Dataset entries:
[Start of Attachment]

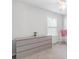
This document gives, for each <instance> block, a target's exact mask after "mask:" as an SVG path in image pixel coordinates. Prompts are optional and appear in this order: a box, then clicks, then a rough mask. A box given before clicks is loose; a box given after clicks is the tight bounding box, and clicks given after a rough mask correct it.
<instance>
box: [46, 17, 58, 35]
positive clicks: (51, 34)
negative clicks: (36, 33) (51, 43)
mask: <svg viewBox="0 0 79 59" xmlns="http://www.w3.org/2000/svg"><path fill="white" fill-rule="evenodd" d="M47 22H48V35H52V36H57V19H56V18H52V17H48V20H47Z"/></svg>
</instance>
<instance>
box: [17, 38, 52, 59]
mask: <svg viewBox="0 0 79 59" xmlns="http://www.w3.org/2000/svg"><path fill="white" fill-rule="evenodd" d="M51 47H52V36H40V37H28V38H26V37H23V38H18V39H16V59H23V58H24V57H26V56H28V55H31V54H34V53H36V52H38V53H39V51H42V50H44V49H47V48H51Z"/></svg>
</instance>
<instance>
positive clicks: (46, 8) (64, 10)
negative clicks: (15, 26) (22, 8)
mask: <svg viewBox="0 0 79 59" xmlns="http://www.w3.org/2000/svg"><path fill="white" fill-rule="evenodd" d="M18 1H22V2H25V3H29V4H31V5H34V6H36V7H40V8H43V9H46V10H48V11H51V12H55V13H58V14H62V15H66V12H67V11H66V9H65V10H64V11H62V10H60V9H59V5H58V0H18Z"/></svg>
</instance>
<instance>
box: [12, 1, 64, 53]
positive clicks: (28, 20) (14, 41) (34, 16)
mask: <svg viewBox="0 0 79 59" xmlns="http://www.w3.org/2000/svg"><path fill="white" fill-rule="evenodd" d="M47 16H53V17H57V18H58V26H59V27H60V28H61V25H62V24H61V20H62V16H61V15H59V14H55V13H51V12H49V11H46V10H43V9H40V8H37V7H34V6H31V5H28V4H24V3H20V2H13V26H12V27H13V40H12V45H13V46H12V53H13V54H14V53H15V52H16V50H15V38H18V37H27V36H32V35H33V32H38V35H39V36H40V35H47Z"/></svg>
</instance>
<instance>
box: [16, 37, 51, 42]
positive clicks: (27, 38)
mask: <svg viewBox="0 0 79 59" xmlns="http://www.w3.org/2000/svg"><path fill="white" fill-rule="evenodd" d="M43 37H51V36H29V37H19V38H16V41H22V40H28V39H34V38H43Z"/></svg>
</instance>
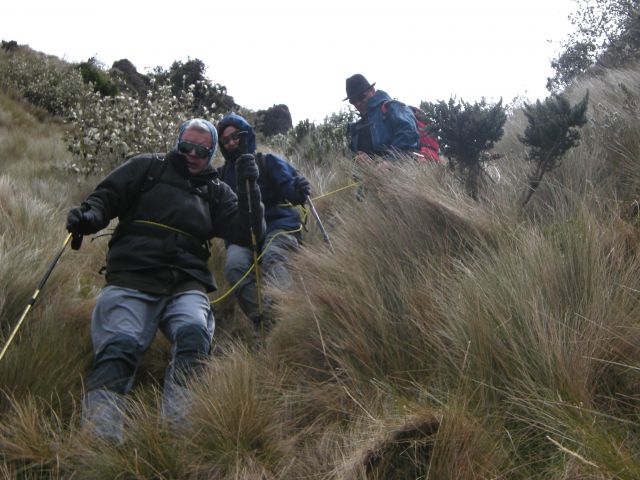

[End of Attachment]

• [Task details]: Repeat all the data as it stands, dropping any images it holds.

• [Problem solution]:
This document gives, for each <instance> block, a target's exact mask after "mask:" as an SVG path in image pixel coordinates. Prompts are optional and appear in this order: a box, then clicks, then a rough mask. A box given before clicks is loose; a box given after clicks is the tight bounding box, and clicks given after a rough mask correct it.
<instance>
box: [46, 17, 58, 35]
positive clicks: (51, 34)
negative clicks: (36, 33) (51, 43)
mask: <svg viewBox="0 0 79 59" xmlns="http://www.w3.org/2000/svg"><path fill="white" fill-rule="evenodd" d="M47 22H48V35H52V36H57V19H56V18H52V17H48V20H47Z"/></svg>
</instance>
<instance>
box: [17, 38, 52, 59]
mask: <svg viewBox="0 0 79 59" xmlns="http://www.w3.org/2000/svg"><path fill="white" fill-rule="evenodd" d="M51 47H52V36H40V37H28V38H26V37H23V38H18V39H16V59H23V58H24V57H26V56H28V55H31V54H34V53H36V52H38V53H39V51H42V50H44V49H47V48H51Z"/></svg>
</instance>
<instance>
positive clicks: (46, 8) (64, 10)
negative clicks: (15, 26) (22, 8)
mask: <svg viewBox="0 0 79 59" xmlns="http://www.w3.org/2000/svg"><path fill="white" fill-rule="evenodd" d="M18 1H22V2H25V3H29V4H31V5H34V6H36V7H40V8H43V9H46V10H48V11H51V12H55V13H58V14H62V15H66V12H67V11H66V9H65V10H64V11H62V10H60V9H59V5H58V0H18Z"/></svg>
</instance>
<instance>
box: [12, 1, 64, 53]
positive clicks: (28, 20) (14, 41) (34, 16)
mask: <svg viewBox="0 0 79 59" xmlns="http://www.w3.org/2000/svg"><path fill="white" fill-rule="evenodd" d="M47 16H53V17H57V18H58V26H59V27H60V28H61V25H62V24H61V20H62V16H61V15H59V14H55V13H51V12H49V11H46V10H43V9H40V8H37V7H34V6H31V5H28V4H24V3H20V2H13V26H12V27H13V40H12V45H13V46H12V53H13V54H14V53H15V52H16V50H15V38H18V37H27V36H32V35H33V32H38V35H39V36H40V35H47Z"/></svg>
</instance>
<instance>
box: [16, 37, 51, 42]
positive clicks: (27, 38)
mask: <svg viewBox="0 0 79 59" xmlns="http://www.w3.org/2000/svg"><path fill="white" fill-rule="evenodd" d="M43 37H51V36H29V37H19V38H16V41H22V40H28V39H34V38H43Z"/></svg>
</instance>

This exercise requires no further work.